YOUR TASK: Retype the part of the entries that begins with the line containing "Draw the outline of every instance of the brown" and runs through the last line of the entries.

==== MATERIAL FOR THIS EXERCISE

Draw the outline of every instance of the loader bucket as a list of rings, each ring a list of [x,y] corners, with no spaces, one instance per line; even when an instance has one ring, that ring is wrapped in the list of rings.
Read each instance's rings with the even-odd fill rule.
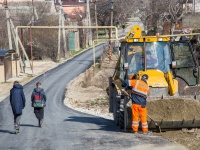
[[[194,99],[177,97],[171,99],[150,100],[147,102],[150,129],[155,124],[164,130],[200,127],[200,103]]]

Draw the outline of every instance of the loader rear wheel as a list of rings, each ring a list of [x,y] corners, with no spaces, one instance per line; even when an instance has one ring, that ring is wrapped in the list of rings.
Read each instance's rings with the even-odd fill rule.
[[[113,89],[113,118],[116,125],[119,125],[119,98],[117,97],[117,90],[116,88]]]

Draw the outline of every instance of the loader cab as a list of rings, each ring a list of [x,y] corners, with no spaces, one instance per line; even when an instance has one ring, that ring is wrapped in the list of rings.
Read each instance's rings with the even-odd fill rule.
[[[199,66],[190,41],[171,42],[172,71],[189,86],[199,84]]]
[[[123,80],[138,71],[170,70],[169,42],[123,42],[121,43],[120,78]],[[125,77],[127,75],[127,77]]]

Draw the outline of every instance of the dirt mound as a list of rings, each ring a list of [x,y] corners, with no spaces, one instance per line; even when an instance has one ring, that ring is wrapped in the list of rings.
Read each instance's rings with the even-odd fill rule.
[[[147,102],[148,114],[154,120],[200,120],[200,103],[195,100],[169,99]]]

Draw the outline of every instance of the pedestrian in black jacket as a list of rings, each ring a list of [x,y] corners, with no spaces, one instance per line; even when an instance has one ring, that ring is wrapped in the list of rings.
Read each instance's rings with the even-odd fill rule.
[[[41,101],[42,106],[33,105],[35,100]],[[44,89],[41,86],[40,82],[36,83],[36,88],[33,90],[31,95],[32,106],[34,107],[34,113],[36,118],[38,119],[38,126],[42,127],[43,119],[44,119],[44,107],[46,106],[46,95]]]
[[[19,132],[20,118],[22,115],[22,109],[25,107],[25,103],[26,99],[23,92],[23,86],[20,85],[18,81],[15,81],[13,88],[10,90],[10,104],[14,115],[14,127],[16,133]]]

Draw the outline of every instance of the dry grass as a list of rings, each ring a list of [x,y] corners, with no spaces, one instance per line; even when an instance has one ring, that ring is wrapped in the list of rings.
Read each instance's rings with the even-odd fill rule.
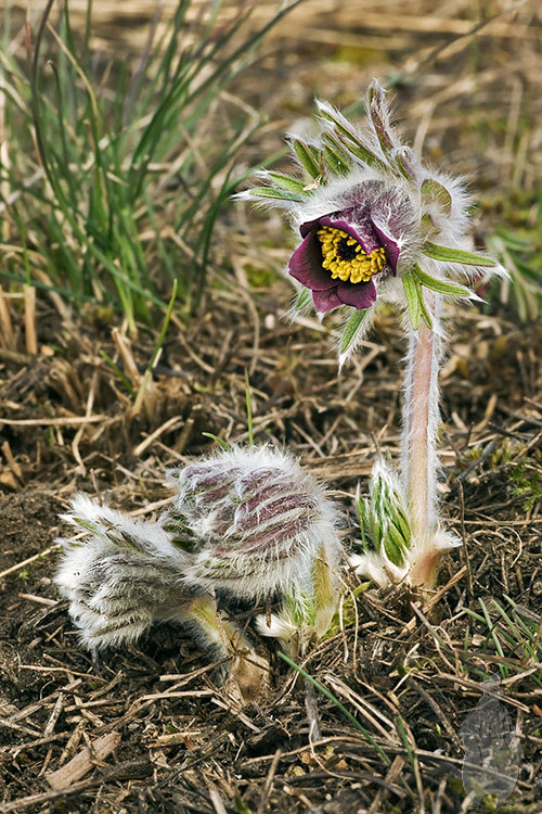
[[[258,3],[255,14],[271,8]],[[478,239],[495,220],[532,227],[542,20],[534,3],[474,9],[308,0],[267,41],[257,69],[237,80],[235,93],[272,122],[240,161],[276,151],[314,92],[347,105],[373,75],[392,75],[415,143],[481,190]],[[95,15],[100,44],[138,49],[151,12],[130,2],[113,13],[95,0]],[[164,470],[211,448],[202,432],[246,441],[245,369],[256,440],[287,443],[326,480],[348,518],[346,537],[357,539],[356,484],[378,447],[398,451],[404,348],[385,315],[339,378],[333,319],[294,328],[281,320],[291,291],[273,272],[287,258],[285,241],[275,216],[232,206],[214,255],[231,274],[211,275],[197,318],[170,328],[137,416],[130,386],[149,364],[151,330],[129,342],[121,325],[112,336],[96,309],[76,314],[55,294],[35,304],[0,294],[2,813],[465,811],[459,733],[481,681],[496,672],[524,753],[504,811],[540,811],[542,330],[518,327],[496,305],[452,316],[441,377],[442,503],[465,546],[425,606],[415,596],[357,590],[345,629],[302,665],[389,764],[319,694],[322,740],[310,745],[304,688],[279,659],[269,697],[240,710],[216,665],[178,628],[162,626],[96,661],[77,645],[51,584],[59,511],[81,489],[134,514],[159,512],[169,498]],[[248,620],[254,610],[235,612]],[[66,766],[69,785],[51,788],[47,778]]]

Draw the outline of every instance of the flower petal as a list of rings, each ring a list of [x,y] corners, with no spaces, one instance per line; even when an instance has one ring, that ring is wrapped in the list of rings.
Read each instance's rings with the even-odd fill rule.
[[[336,285],[322,268],[320,245],[315,230],[310,231],[289,258],[289,274],[311,291],[327,291]]]
[[[337,297],[344,305],[353,308],[370,308],[376,300],[376,288],[372,280],[369,282],[341,282],[337,285]]]
[[[313,291],[312,302],[314,303],[314,308],[323,314],[343,305],[337,296],[335,288],[330,291]]]

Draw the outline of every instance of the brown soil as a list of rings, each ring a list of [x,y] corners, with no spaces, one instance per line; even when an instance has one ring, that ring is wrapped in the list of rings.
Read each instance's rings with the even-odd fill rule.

========

PROBLEM SOLUTION:
Draw the outline of every instance of the brown soil as a list of rings, each ring a list of [x,y] corners, with no spaces, one instance per line; even when an instance has one ring, that ring is wrapped in the list of rings.
Read each instance's rings with the even-odd fill rule.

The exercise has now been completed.